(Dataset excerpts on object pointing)
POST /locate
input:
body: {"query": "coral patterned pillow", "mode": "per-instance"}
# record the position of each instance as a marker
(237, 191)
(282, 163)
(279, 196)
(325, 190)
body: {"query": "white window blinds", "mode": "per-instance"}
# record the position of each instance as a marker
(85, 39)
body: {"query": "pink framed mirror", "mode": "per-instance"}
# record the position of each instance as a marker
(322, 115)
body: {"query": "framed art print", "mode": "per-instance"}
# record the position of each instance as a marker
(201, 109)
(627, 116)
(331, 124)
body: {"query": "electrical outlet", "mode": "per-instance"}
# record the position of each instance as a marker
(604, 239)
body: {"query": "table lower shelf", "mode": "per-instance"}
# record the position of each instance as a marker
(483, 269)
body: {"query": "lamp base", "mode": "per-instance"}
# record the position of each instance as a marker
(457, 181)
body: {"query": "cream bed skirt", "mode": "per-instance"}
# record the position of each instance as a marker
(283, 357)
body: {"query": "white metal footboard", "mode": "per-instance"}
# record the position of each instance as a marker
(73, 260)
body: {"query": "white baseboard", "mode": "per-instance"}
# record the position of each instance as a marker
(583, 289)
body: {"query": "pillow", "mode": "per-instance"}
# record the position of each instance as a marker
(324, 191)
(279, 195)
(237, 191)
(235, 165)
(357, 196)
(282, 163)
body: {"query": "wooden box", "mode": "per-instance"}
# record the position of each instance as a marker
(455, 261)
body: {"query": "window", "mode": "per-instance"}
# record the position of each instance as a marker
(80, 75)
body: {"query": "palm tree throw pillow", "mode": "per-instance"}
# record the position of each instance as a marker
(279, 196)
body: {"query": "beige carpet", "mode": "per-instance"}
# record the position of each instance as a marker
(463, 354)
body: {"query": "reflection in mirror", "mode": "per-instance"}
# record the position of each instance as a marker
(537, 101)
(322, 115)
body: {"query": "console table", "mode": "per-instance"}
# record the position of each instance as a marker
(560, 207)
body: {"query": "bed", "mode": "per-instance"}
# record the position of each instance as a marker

## Task description
Transcribe every entry word for word.

## Full solution
POST /locate
input:
body: {"query": "coral patterned pillow", "mode": "per-instance"}
# record the position of each instance as a marker
(237, 191)
(282, 163)
(279, 196)
(325, 190)
body: {"query": "white window blinds", "mode": "per-instance"}
# record the position of each instance as a marker
(85, 39)
body: {"query": "pink framed mirror", "mode": "per-instance"}
# record the position of each instance as a marker
(322, 115)
body: {"query": "framed art print", "mode": "per-instance"}
# record the position of each instance as a marker
(201, 109)
(627, 116)
(331, 124)
body: {"query": "electrical outlet", "mode": "per-instance"}
# record the position of each instance as a marker
(604, 239)
body: {"query": "table lower shelf", "mode": "per-instance"}
# record the position of each instance as a marker
(483, 269)
body: {"query": "lamp base", "mode": "per-instance"}
# record the position of each instance as a marker
(457, 181)
body: {"query": "cream bed skirt", "mode": "per-instance"}
# record the position of each instance as a marker
(283, 357)
body: {"query": "white metal footboard", "mode": "per-instance"}
# record the position of each instance as a marker
(73, 260)
body: {"query": "white baseboard", "mode": "per-instance"}
# record the position of each instance as a marker
(583, 289)
body: {"query": "pillow", "mode": "per-instance"}
# record the position of each instance as a marker
(324, 191)
(279, 195)
(237, 191)
(235, 165)
(357, 196)
(282, 163)
body: {"query": "wooden box", "mode": "per-instance"}
# record the position of each instance as a marker
(455, 261)
body: {"query": "window", "mode": "per-instance"}
# record the position of each instance as a marker
(80, 75)
body: {"query": "palm tree throw pillow", "mode": "per-instance"}
# record the position of each instance as a marker
(279, 196)
body: {"query": "beige carpet", "mode": "per-instance"}
# record the position of each instance as a marker
(463, 354)
body: {"query": "reflection in mirror", "mode": "per-instance"}
# record the position of each instance as a marker
(537, 101)
(322, 115)
body: {"query": "console table", "mode": "per-instance"}
# record the position of each instance as a marker
(560, 207)
body: {"query": "bed", "mode": "per-instance"}
# record the position of each instance as a marker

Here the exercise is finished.